-- Page --
■ ■ ■ ■ ■

Thus, personas sit as interpretive instruments inside the propositional community.

D. Two Overlapping Communities with Distinct Functions

The Propositional Community

This community includes any being or process that expresses or possesses directed capability and thus generates proposals.

It includes:

  • Human proposers (symbolic and material).
  • Nonhuman proposers (birds, lizards, trees, fungi, microbes, etc.).
  • Nonliving processes offering undirected options.
  • Infrastructures that hold or foreclose possibilities (roofs, pavements, conduits but also data structures, conceptualisations, norms).

The propositional community is diverse, shifting and fuzzy.

Its only function is to expand and articulate the possibility space (maximising design potential).

The Evaluative Community

This is the community that assesses proposals by responding to them across time. It can interpret, filter, negotiate, or constrain proposals.

It includes:

  • All organisms whose behaviour or viability expresses compatibility or rejection.
  • Humans who modulate management, redesign, maintenance, or cultural patterns.
  • Microbial and fungal communities that determine long-term survival.
  • Infrastructures and institutions that filter or amplify possibilities.
  • Abiotic processes that stabilise or destabilise the consequences of proposals.

■ ■ ■ ■ ■

-- Information shown --
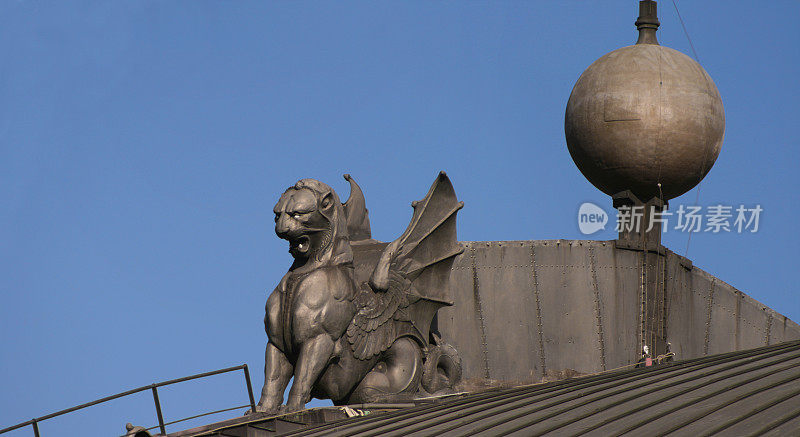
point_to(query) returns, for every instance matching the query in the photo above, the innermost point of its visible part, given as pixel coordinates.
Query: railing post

■ ■ ■ ■ ■

-- The task --
Repeat the passage above on the propositional and evaluative communities word for word, from start to finish.

-- The completed task --
Thus, personas sit as interpretive instruments inside the propositional community.

D. Two Overlapping Communities with Distinct Functions

The Propositional Community

This community includes any being or process that expresses or possesses directed capability and thus generates proposals.

It includes:

  • Human proposers (symbolic and material).
  • Nonhuman proposers (birds, lizards, trees, fungi, microbes, etc.).
  • Nonliving processes offering undirected options.
  • Infrastructures that hold or foreclose possibilities (roofs, pavements, conduits but also data structures, conceptualisations, norms).

The propositional community is diverse, shifting and fuzzy.

Its only function is to expand and articulate the possibility space (maximising design potential).

The Evaluative Community

This is the community that assesses proposals by responding to them across time. It can interpret, filter, negotiate, or constrain proposals.

It includes:

  • All organisms whose behaviour or viability expresses compatibility or rejection.
  • Humans who modulate management, redesign, maintenance, or cultural patterns.
  • Microbial and fungal communities that determine long-term survival.
  • Infrastructures and institutions that filter or amplify possibilities.
  • Abiotic processes that stabilise or destabilise the consequences of proposals.